Task inputs.
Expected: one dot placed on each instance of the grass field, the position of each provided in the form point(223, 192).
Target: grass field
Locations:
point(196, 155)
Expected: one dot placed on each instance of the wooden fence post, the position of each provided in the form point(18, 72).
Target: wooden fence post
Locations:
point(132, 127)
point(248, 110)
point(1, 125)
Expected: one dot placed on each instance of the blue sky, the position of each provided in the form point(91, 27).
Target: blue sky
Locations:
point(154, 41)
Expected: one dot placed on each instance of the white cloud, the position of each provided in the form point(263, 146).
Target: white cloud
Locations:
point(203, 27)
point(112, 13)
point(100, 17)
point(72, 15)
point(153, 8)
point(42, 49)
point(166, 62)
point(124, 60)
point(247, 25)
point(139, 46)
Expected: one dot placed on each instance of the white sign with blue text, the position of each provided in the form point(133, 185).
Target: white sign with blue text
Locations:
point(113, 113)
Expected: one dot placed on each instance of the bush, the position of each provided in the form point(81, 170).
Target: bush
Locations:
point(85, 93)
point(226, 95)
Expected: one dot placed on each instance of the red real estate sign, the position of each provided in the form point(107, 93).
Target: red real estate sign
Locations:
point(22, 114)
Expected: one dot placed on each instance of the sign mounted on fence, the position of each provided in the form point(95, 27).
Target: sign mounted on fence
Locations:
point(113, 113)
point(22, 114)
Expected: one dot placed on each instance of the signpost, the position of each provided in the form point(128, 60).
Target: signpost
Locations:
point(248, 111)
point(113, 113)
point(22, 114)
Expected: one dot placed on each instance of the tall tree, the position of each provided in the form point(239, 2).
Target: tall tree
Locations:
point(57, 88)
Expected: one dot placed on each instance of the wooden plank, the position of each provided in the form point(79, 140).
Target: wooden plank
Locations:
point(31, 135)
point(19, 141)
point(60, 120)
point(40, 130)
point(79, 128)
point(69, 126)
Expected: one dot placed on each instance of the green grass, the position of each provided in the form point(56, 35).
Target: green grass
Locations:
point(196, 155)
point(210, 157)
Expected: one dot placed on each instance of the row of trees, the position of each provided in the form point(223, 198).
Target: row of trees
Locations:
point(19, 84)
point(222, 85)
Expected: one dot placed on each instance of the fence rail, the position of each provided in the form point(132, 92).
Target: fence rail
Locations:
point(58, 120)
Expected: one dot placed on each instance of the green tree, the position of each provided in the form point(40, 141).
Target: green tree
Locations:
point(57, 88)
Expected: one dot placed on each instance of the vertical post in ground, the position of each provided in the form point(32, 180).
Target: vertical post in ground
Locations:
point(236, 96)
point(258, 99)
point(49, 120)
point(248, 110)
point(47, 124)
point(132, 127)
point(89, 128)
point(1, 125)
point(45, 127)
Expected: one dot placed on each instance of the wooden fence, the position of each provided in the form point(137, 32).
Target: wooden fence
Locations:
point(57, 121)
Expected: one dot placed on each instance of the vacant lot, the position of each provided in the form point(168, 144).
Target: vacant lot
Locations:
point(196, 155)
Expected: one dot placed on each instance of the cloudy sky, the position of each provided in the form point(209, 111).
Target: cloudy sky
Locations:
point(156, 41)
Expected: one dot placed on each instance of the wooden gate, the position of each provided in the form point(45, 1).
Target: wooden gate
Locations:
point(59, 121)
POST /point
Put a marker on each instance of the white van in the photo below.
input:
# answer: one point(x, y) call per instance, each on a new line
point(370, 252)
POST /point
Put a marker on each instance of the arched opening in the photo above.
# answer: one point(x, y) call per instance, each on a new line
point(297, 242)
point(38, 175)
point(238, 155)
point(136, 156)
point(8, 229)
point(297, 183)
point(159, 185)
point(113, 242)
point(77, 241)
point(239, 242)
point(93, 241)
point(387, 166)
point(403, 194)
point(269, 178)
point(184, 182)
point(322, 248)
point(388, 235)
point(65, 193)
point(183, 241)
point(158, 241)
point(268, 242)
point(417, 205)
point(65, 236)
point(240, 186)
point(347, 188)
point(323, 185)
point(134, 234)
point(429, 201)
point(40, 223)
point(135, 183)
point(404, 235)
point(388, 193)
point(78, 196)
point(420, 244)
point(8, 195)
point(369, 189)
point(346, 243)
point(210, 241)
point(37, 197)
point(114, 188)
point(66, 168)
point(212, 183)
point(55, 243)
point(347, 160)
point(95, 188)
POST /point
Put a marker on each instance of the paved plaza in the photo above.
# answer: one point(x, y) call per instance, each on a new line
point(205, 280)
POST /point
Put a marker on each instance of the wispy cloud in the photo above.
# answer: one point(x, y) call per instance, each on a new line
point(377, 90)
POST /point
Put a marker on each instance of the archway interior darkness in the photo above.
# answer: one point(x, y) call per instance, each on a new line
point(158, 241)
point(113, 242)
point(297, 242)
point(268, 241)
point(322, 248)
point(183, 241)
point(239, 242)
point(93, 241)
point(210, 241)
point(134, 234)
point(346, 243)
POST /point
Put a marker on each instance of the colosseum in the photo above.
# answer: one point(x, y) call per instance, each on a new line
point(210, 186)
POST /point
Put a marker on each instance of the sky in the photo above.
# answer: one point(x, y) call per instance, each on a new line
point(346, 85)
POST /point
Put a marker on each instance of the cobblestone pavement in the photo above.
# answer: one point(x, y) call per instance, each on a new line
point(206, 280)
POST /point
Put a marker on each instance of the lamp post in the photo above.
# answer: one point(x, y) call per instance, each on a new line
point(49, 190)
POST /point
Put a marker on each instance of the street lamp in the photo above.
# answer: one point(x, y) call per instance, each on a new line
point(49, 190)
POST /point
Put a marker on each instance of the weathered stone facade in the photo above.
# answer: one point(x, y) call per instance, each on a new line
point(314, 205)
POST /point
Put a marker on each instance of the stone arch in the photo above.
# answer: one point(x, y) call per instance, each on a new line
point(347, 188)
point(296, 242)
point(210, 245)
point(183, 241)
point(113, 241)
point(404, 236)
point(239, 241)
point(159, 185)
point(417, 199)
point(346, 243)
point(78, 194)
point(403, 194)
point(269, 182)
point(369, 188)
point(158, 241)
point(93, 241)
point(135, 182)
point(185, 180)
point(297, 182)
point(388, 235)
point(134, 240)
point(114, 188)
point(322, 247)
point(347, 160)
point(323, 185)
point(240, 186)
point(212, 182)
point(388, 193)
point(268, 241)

Aim. Retype every one of the rows above line for line, changing nothing.

Response below.
Expected: one dot placed on each instance of the grass field, the position of each provided in the form point(223, 192).
Target: grass field
Locations:
point(196, 155)
Expected: one dot placed on each instance of the wooden fence post, the position of each provided in the form point(18, 72).
Target: wooden fence post
Locations:
point(132, 127)
point(248, 110)
point(1, 125)
Expected: one dot placed on each instance of the blue sky, the position of each provided in the form point(91, 27).
Target: blue sky
Locations:
point(154, 41)
Expected: one dot placed on each instance of the white cloud, the position of each provided in the form point(263, 146).
Target: white cloud
Locations:
point(203, 27)
point(112, 13)
point(100, 17)
point(72, 15)
point(153, 8)
point(42, 49)
point(166, 62)
point(124, 60)
point(247, 25)
point(139, 46)
Expected: one dot placed on each instance of the white sign with blue text, the position of each provided in the form point(133, 185).
Target: white sign with blue text
Locations:
point(113, 113)
Expected: one dot placed on each instance of the bush, the position of each provided in the form point(81, 170).
Target: bush
Locations:
point(85, 93)
point(226, 95)
Expected: one dot placed on each instance of the red real estate sign, the position of each provided in the form point(107, 93).
Target: red real estate sign
Locations:
point(22, 114)
Expected: one dot placed on each instance of the sign mounted on fence, the position of each provided in the form point(95, 27).
Target: sign mounted on fence
Locations:
point(113, 113)
point(22, 114)
Expected: one dot placed on each instance of the signpost, the position of each provided in the form point(128, 60).
Target: signpost
Locations:
point(248, 111)
point(113, 113)
point(22, 114)
Expected: one dot placed on each instance of the tall tree, the position of each provided in the form point(239, 2).
Target: tall tree
Locations:
point(57, 88)
Expected: one dot placed on each instance of the wooden plank, the position of each provided in the form point(79, 140).
Target: wooden plank
Locations:
point(31, 135)
point(19, 141)
point(60, 120)
point(40, 130)
point(79, 128)
point(69, 126)
Expected: one dot placed on each instance of the green grass, the position of each provided in the form point(56, 35).
Target: green grass
Locations:
point(196, 155)
point(210, 157)
Expected: one dot placed on each instance of the row of trees, the position of each provided in the form point(223, 198).
Target: row of trees
Locations:
point(19, 84)
point(222, 85)
Expected: one dot placed on each instance of the fence rail, the position of each provided in the form point(132, 92).
Target: fence rail
Locations:
point(58, 120)
Expected: one dot placed on each instance of the green tree, the position of each provided in the form point(40, 141).
Target: green tree
Locations:
point(57, 88)
Expected: one dot placed on each instance of the vertical post in ground, the position of each provided in the form point(32, 180).
Target: vertical post in ground
Locations:
point(236, 96)
point(258, 99)
point(49, 120)
point(248, 110)
point(47, 124)
point(132, 127)
point(89, 128)
point(1, 125)
point(45, 127)
Expected: one dot placed on each instance of the wooden fence, the position of each provided in the form point(137, 32).
Target: wooden fence
Locations:
point(57, 121)
Expected: one dot placed on each instance of the vacant lot, the position of each provided in the form point(168, 144).
Target: vacant lot
Locations:
point(196, 155)
Expected: one dot placed on each instance of the cloudy sky, the position of each provided in the form point(209, 111).
Target: cloudy sky
Locations:
point(156, 41)
Expected: one dot placed on each instance of the wooden gate, the position of each provided in the form point(45, 1).
Target: wooden gate
Locations:
point(59, 121)
POST /point
Put a marker on each instance of the white van in the photo below.
input:
# answer: one point(x, y) call per instance, each on a new line
point(370, 252)
POST /point
Put a marker on each instance of the arched opening in the photo above.
# answer: one point(x, y) call per instance, each on a new line
point(297, 242)
point(38, 175)
point(238, 155)
point(136, 156)
point(8, 229)
point(297, 183)
point(159, 185)
point(113, 242)
point(77, 241)
point(239, 242)
point(93, 241)
point(387, 166)
point(403, 194)
point(269, 178)
point(184, 182)
point(322, 248)
point(388, 235)
point(65, 193)
point(183, 241)
point(158, 241)
point(268, 242)
point(417, 205)
point(65, 236)
point(240, 186)
point(347, 188)
point(323, 185)
point(134, 234)
point(429, 201)
point(40, 223)
point(135, 183)
point(404, 235)
point(388, 193)
point(78, 196)
point(420, 244)
point(8, 195)
point(369, 189)
point(346, 243)
point(210, 241)
point(37, 197)
point(114, 188)
point(66, 168)
point(212, 183)
point(55, 243)
point(347, 160)
point(95, 188)
POST /point
Put a marker on each instance of the paved plaza in the photo above.
# answer: one point(x, y) call per instance, each on a new line
point(205, 280)
POST /point
Put a marker on each instance of the wispy cloud in the photo above.
# answer: one point(x, y) call per instance, each on a new line
point(377, 90)
POST /point
Put a marker on each instance of the archway interior darkness in the photo above.
# answer: one point(x, y) call per instance, each on a new line
point(158, 241)
point(113, 242)
point(297, 242)
point(268, 241)
point(322, 248)
point(183, 241)
point(239, 242)
point(93, 241)
point(210, 241)
point(134, 234)
point(346, 243)
POST /point
Put a marker on each instance of the colosseum in the photo above.
# answer: one point(x, y) call per instance, each on a new line
point(210, 186)
POST /point
Put a marker on each instance of the sky in the photo above.
# answer: one point(x, y) call per instance, each on a new line
point(346, 85)
POST /point
Put a marker on each instance of the cobblestone pavement in the photo above.
# answer: one point(x, y) call per instance, each on a new line
point(206, 280)
POST /point
Put a marker on each instance of the lamp post in the photo above.
# answer: one point(x, y) call per instance, each on a new line
point(49, 190)
POST /point
Put a marker on each instance of the street lamp in the photo above.
# answer: one point(x, y) call per instance, each on a new line
point(49, 190)
POST /point
Put a marker on each instance of the weathered stone facade in the photo above.
# answer: one point(x, y) call per instance, each on a new line
point(314, 205)
POST /point
Put a marker on each instance of the stone arch in the photo above.
# answer: one point(x, y) call per instance, each on a new line
point(347, 188)
point(296, 242)
point(210, 245)
point(183, 241)
point(113, 241)
point(404, 236)
point(239, 241)
point(159, 185)
point(417, 199)
point(346, 243)
point(78, 194)
point(403, 194)
point(269, 182)
point(369, 188)
point(158, 241)
point(93, 241)
point(135, 182)
point(185, 180)
point(297, 182)
point(388, 235)
point(134, 240)
point(114, 188)
point(322, 247)
point(347, 160)
point(323, 185)
point(240, 186)
point(212, 182)
point(388, 193)
point(268, 241)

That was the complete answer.